*Exercise objective*. Turn every line of the listing below into a JSON list of strings, one string per line, omitting any blank lines.

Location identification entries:
=-=-=-=-=

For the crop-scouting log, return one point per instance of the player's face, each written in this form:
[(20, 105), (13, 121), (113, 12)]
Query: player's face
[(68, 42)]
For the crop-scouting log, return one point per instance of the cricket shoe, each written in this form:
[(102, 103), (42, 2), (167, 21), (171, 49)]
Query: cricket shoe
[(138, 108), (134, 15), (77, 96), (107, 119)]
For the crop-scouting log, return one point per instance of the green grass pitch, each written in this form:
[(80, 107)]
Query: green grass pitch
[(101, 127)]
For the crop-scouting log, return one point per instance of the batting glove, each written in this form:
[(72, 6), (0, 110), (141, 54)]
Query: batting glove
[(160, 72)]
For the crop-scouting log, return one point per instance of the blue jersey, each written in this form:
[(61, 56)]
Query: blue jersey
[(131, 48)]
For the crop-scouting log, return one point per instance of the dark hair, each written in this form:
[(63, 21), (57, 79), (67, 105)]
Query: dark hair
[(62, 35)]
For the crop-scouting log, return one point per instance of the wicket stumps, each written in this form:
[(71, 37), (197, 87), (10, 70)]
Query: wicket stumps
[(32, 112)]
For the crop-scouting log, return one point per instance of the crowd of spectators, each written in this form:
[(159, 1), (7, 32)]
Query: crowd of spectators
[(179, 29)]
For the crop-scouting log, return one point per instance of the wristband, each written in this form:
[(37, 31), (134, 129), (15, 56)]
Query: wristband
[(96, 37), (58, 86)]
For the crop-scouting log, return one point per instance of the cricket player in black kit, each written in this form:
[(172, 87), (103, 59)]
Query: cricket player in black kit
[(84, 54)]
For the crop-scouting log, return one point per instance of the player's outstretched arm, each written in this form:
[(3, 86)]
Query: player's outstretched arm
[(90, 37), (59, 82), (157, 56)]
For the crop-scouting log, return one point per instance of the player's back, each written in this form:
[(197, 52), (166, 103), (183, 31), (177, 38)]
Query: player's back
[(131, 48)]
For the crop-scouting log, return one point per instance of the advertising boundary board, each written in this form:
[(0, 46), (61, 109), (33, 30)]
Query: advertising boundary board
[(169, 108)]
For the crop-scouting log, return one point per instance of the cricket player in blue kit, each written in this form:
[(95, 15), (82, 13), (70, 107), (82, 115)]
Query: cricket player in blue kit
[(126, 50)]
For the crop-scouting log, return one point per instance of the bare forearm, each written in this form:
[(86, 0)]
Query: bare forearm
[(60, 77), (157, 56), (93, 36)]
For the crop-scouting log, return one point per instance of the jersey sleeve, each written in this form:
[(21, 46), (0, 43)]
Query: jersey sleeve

=-=-=-=-=

*Answer to this problem*.
[
  "For the crop-scouting log, return one point per instance of the player's face, each written in this form:",
  "[(20, 105), (13, 121), (113, 12)]",
  "Query: player's face",
  "[(68, 42)]",
  "For the crop-scouting log, return one point per instance of the cricket shoe, each written in this form:",
  "[(102, 103), (42, 2), (167, 21), (171, 49)]",
  "Query: cricket shoe",
  "[(138, 108), (134, 15), (77, 96), (107, 119)]",
  "For the crop-scouting log, return one point per instance of the green grass pitch, each written in this form:",
  "[(80, 107)]",
  "Query: green grass pitch",
  "[(101, 127)]",
  "For the crop-scouting log, return one point per instance of the batting glove, each written in this form:",
  "[(72, 6), (0, 110), (141, 54)]",
  "Query: batting glove",
  "[(160, 72)]",
  "For the crop-scouting log, return one point per instance of the blue jersey, each written in this form:",
  "[(61, 56)]",
  "Query: blue jersey",
  "[(131, 48)]",
  "For the crop-scouting log, return one point per instance of the dark hair, each written in this form:",
  "[(63, 21), (57, 79), (67, 105)]",
  "Query: dark hair",
  "[(62, 35)]",
  "For the crop-scouting log, return one point per instance of the wicket stumps, each written in this form:",
  "[(71, 37), (197, 87), (10, 70)]",
  "Query: wicket stumps",
  "[(32, 112)]",
  "For the crop-scouting log, return one point per instance of the crowd of spectators, each written in this form:",
  "[(159, 1), (7, 32)]",
  "Query: crowd of spectators",
  "[(179, 29)]",
  "For the crop-scouting log, return one point per instance of the wristband, each written in this form:",
  "[(37, 31), (134, 129), (15, 56)]",
  "Query: wristband",
  "[(96, 37), (58, 86)]",
  "For the crop-scouting log, return one point per instance of the cricket player in black kit, each written in this form:",
  "[(172, 87), (103, 59)]",
  "Query: cricket player in black kit",
  "[(84, 54)]",
  "For the crop-scouting log, return one point per instance of the player's outstretched arm, each written in this form:",
  "[(3, 86)]",
  "Query: player's outstretched arm",
  "[(90, 37), (59, 82), (157, 56)]",
  "For the crop-scouting log, return one point per instance of the player's back, each written in this form:",
  "[(197, 52), (166, 103), (183, 31), (177, 38)]",
  "Query: player's back",
  "[(131, 48)]",
  "For the crop-scouting log, return one point per instance of the advertising boundary board, each written in this form:",
  "[(0, 46), (61, 109), (33, 30)]",
  "Query: advertising boundary board",
  "[(169, 108)]",
  "For the crop-scouting log, return one point per instance of the cricket player in blue kit, each written in this form:",
  "[(95, 15), (82, 13), (70, 107), (82, 115)]",
  "Query: cricket player in blue kit",
  "[(126, 50)]",
  "For the crop-scouting log, return one point per instance of the bare forearm, each written in this form:",
  "[(86, 0)]",
  "Query: bare forearm",
  "[(60, 77), (157, 56), (93, 36)]",
  "For the crop-scouting log, return one point per instance of the jersey sleeve, each written in this form:",
  "[(21, 46), (0, 43)]",
  "Query: jersey sleeve"
]